**What the task asks:** Among the lines below, list those containing the string "path".
'''
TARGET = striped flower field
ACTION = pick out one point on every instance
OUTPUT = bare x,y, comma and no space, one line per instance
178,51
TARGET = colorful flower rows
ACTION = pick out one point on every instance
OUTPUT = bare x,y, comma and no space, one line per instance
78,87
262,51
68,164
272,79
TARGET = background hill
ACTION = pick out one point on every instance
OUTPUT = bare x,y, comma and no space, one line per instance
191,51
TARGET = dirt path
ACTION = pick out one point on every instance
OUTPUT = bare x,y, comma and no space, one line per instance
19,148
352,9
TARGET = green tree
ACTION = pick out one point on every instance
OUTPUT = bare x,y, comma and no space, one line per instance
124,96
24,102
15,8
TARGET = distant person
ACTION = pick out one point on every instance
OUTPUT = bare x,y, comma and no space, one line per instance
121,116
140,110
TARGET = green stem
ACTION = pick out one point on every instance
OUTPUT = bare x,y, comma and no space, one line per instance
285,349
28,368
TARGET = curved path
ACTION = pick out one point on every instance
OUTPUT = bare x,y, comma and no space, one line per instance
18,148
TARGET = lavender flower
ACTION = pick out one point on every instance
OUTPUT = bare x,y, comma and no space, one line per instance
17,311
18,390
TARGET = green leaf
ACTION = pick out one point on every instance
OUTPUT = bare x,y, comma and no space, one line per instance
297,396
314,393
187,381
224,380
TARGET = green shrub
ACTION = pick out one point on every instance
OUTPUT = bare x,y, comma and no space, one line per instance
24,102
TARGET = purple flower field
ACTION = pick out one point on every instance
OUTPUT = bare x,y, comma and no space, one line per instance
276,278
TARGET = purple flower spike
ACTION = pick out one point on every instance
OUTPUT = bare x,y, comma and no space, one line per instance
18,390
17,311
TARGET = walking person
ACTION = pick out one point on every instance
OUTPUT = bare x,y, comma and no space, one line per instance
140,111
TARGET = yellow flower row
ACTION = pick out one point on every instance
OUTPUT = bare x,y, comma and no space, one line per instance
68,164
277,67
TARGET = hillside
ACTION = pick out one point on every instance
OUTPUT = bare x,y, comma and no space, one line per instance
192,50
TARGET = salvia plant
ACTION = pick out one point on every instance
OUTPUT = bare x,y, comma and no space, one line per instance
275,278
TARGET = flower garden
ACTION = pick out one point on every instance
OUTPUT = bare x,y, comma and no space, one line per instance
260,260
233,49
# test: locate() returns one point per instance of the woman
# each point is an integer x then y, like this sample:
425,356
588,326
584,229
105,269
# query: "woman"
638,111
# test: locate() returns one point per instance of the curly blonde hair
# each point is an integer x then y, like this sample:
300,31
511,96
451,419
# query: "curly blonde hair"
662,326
'''
'''
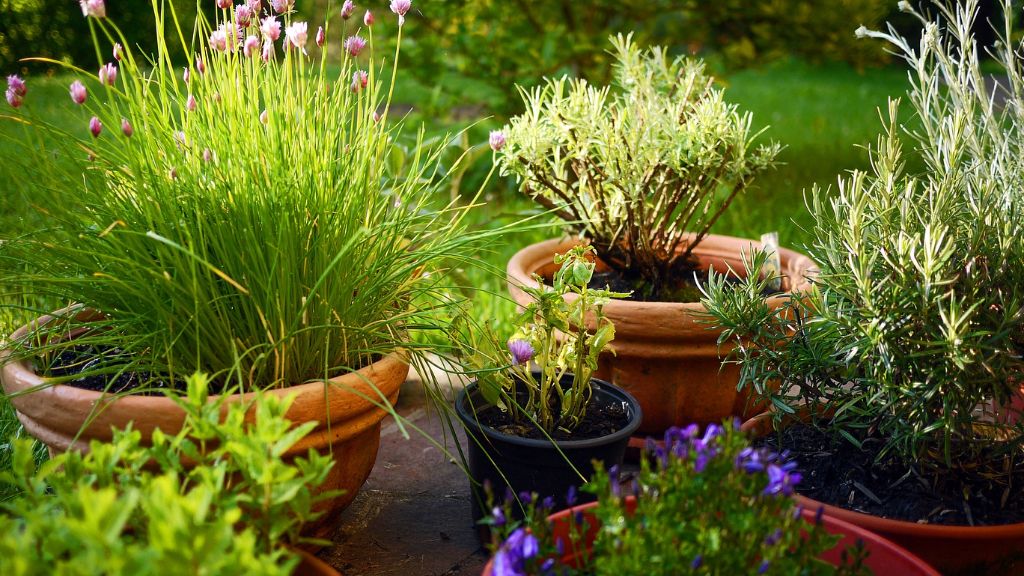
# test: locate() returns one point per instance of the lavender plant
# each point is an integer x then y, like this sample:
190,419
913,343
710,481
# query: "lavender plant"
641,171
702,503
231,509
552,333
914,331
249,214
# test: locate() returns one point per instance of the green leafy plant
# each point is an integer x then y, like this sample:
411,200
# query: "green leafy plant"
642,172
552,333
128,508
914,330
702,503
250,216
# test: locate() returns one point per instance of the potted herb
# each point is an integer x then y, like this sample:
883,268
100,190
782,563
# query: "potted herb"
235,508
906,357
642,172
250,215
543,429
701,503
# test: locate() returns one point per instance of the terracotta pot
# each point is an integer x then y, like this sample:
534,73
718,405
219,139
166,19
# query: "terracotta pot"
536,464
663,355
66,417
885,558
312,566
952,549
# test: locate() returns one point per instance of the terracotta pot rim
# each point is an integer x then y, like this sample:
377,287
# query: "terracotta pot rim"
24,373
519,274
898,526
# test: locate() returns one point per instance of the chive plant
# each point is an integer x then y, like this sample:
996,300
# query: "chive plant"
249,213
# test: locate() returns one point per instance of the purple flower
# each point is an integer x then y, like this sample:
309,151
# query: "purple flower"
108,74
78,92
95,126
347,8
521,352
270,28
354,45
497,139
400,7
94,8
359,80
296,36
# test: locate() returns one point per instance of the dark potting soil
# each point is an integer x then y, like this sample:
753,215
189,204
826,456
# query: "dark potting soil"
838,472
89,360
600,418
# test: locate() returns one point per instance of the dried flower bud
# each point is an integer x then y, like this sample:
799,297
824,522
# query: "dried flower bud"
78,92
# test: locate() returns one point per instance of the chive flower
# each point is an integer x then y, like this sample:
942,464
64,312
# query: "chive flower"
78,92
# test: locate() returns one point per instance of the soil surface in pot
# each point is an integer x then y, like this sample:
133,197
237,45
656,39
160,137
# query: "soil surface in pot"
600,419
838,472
'''
'''
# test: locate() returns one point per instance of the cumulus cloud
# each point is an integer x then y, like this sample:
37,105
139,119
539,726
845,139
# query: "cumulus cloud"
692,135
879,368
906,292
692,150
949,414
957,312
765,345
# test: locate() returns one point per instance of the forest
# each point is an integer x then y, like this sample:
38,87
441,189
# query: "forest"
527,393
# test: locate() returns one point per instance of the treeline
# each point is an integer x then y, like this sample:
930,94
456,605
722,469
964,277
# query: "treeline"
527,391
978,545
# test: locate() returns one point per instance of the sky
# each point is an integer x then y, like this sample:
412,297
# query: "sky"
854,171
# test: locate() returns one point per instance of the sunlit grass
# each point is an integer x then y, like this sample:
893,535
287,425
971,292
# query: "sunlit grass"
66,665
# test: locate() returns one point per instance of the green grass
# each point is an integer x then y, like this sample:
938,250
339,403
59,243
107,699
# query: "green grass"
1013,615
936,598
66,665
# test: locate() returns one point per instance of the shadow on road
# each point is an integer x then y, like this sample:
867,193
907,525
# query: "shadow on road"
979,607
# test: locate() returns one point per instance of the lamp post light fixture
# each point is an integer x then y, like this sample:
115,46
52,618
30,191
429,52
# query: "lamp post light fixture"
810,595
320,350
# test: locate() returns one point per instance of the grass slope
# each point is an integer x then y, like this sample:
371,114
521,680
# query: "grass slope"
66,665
'''
**Output:**
TARGET = dirt path
TARGET = curved path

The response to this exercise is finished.